---------- Source text

He's not really an actor he's more a "comedian" (to be read unfunny clown) or "television personality".
While I generally agree with your point, talking heads in Britain are slim pickings mainly because there's no free-speech clause upheld in their laws so I appreciate that Russell Brand is a big enough personality that he'd bring up the covid shite and he's big enough that normies in the UK might actually reflect on what he has to say rather than brushing off your opinion as "Conspiracy Theorist".
Maybe you're correct in saying he still is a stooge but I think he's one of those guys who are a bit so far out there that he might be coming back around from the other side. Maybe he's matured, maybe he's changed his mind, either way you don't really see him as much on the television, probably because of his activism on Covid matters.
As if Wikipedia were a good resource (can't be assed to look to deeply in about him):
During the COVID-19 pandemic, Brand's YouTube channel underwent an increase in activity and change in political direction, and was accused of promoting COVID denial and conspiracy theories.[10] According to culture reporter Louis Chilton, his videos are usually "framed with some sort of contrarian take or calling out hypocrisy in the mainstream media", and often hint "at a vague, world-altering conspiracy".[211] Chilton questioned Brand's motives, suggesting that skeptics might "question why he advertises his stand-up tour just seconds into the start of each clip".[211] In March 2023, Finn McRedmond of the New Statesman, which Brand had guest-edited in 2013, described Brand as having now melded his "trad-socialist values" with "all the suspicions and anxieties of the new American right".[212]
Brand's YouTube channel saw significant growth in popularity during this time, amassing 6.5 million subscribers and at least a billion views.[213][214] His new weekly views rose from a low of under 500,000 in November 2020 to about 14.5 million in March 2022.[215] In September 2021, Brand told people attending his tour how they could bypass COVID-19 safety measures.[216][217] The following month, YouTube began reviewing some of Brand's videos to see if they violated the site's COVID-19 vaccine policies.[218] In 2022, Brand reacted to the World Health Organization's meetings on the pandemic treaty, saying "Your democracy is fucking finished" and that the world had "lapsed into a terrible technocratic, globalist agenda".[219] Early that year, Brand released a video decrying the media for allegedly ignoring the Canada convoy protest.[220][221]
Columnist Charlotte Lytton accused Brand of following Joe Rogan "down the rabbit hole of online misinformation" by pandering to the anti-vaccine movement and spreading pro-Russian conspiracy theories about Russia's invasion of Ukraine,[222] for example promoting unfounded claims of US bioweapon labs in Ukraine.[223] Elon Musk defended Brand from media criticism on Twitter, saying: "I watched some of his videos. Ironically, he seemed more balanced & insightful than those condemning him! The groupthink among major media companies is more troubling. There should be more dissent."[224] When YouTube took down one of his videos in September 2022, citing its policy on medical misinformation,[225] he moved his channel to Rumble, where he launched a new daily live show, Stay Free with Russell Brand.[226][227]

--------------------

# Set of tasks
a: From the text on Russell Brand, list every date that gives both a month and a year, in the order it appears.
b: Retype the text on Russell Brand between "He's not really" and "on Covid matters.", inclusive.

---------- Data

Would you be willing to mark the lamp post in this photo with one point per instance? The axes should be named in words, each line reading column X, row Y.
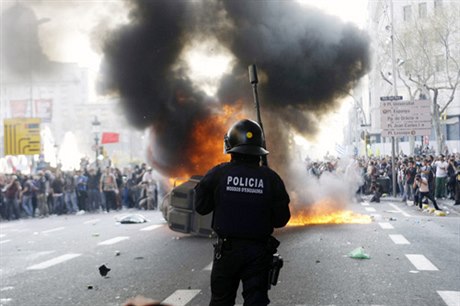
column 96, row 124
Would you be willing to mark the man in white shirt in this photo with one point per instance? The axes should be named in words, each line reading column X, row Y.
column 441, row 175
column 422, row 183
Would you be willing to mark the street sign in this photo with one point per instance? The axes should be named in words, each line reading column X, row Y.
column 22, row 136
column 405, row 118
column 391, row 98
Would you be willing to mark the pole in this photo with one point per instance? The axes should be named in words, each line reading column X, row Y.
column 254, row 80
column 395, row 92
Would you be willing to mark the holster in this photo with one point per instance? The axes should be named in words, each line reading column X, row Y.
column 276, row 264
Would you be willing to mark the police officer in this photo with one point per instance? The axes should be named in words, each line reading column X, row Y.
column 248, row 201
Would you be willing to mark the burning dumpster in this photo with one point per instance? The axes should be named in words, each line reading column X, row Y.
column 178, row 209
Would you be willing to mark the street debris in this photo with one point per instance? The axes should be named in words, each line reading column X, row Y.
column 440, row 213
column 132, row 219
column 103, row 270
column 358, row 253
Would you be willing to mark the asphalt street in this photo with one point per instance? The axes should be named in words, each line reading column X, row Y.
column 414, row 260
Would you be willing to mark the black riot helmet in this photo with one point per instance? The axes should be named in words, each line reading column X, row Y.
column 245, row 137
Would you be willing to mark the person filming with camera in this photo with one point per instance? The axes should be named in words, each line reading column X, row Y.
column 422, row 183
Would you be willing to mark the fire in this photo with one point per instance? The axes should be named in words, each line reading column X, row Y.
column 208, row 139
column 326, row 212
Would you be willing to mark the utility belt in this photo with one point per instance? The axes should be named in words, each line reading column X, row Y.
column 271, row 243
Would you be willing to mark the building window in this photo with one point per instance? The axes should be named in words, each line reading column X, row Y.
column 407, row 10
column 422, row 10
column 439, row 62
column 437, row 5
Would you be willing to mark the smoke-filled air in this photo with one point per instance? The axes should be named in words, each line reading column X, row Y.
column 306, row 61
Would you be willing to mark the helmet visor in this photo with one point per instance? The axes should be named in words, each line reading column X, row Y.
column 248, row 150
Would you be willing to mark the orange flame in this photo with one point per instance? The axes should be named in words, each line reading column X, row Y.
column 326, row 212
column 208, row 138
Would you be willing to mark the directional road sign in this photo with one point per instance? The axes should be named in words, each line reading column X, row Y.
column 22, row 136
column 405, row 118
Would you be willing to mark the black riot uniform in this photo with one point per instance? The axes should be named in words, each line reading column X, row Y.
column 248, row 201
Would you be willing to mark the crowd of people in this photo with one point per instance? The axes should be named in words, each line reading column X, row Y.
column 418, row 178
column 90, row 189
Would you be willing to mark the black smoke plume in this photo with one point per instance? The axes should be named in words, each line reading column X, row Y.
column 306, row 61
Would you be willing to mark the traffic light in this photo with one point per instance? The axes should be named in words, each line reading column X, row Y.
column 102, row 151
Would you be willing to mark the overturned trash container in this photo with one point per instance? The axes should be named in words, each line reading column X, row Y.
column 178, row 209
column 384, row 183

--------------------

# Expected responses
a: March 2023, November 2020, March 2022, September 2021, September 2022

b:
He's not really an actor he's more a "comedian" (to be read unfunny clown) or "television personality".
While I generally agree with your point, talking heads in Britain are slim pickings mainly because there's no free-speech clause upheld in their laws so I appreciate that Russell Brand is a big enough personality that he'd bring up the covid shite and he's big enough that normies in the UK might actually reflect on what he has to say rather than brushing off your opinion as "Conspiracy Theorist".
Maybe you're correct in saying he still is a stooge but I think he's one of those guys who are a bit so far out there that he might be coming back around from the other side. Maybe he's matured, maybe he's changed his mind, either way you don't really see him as much on the television, probably because of his activism on Covid matters.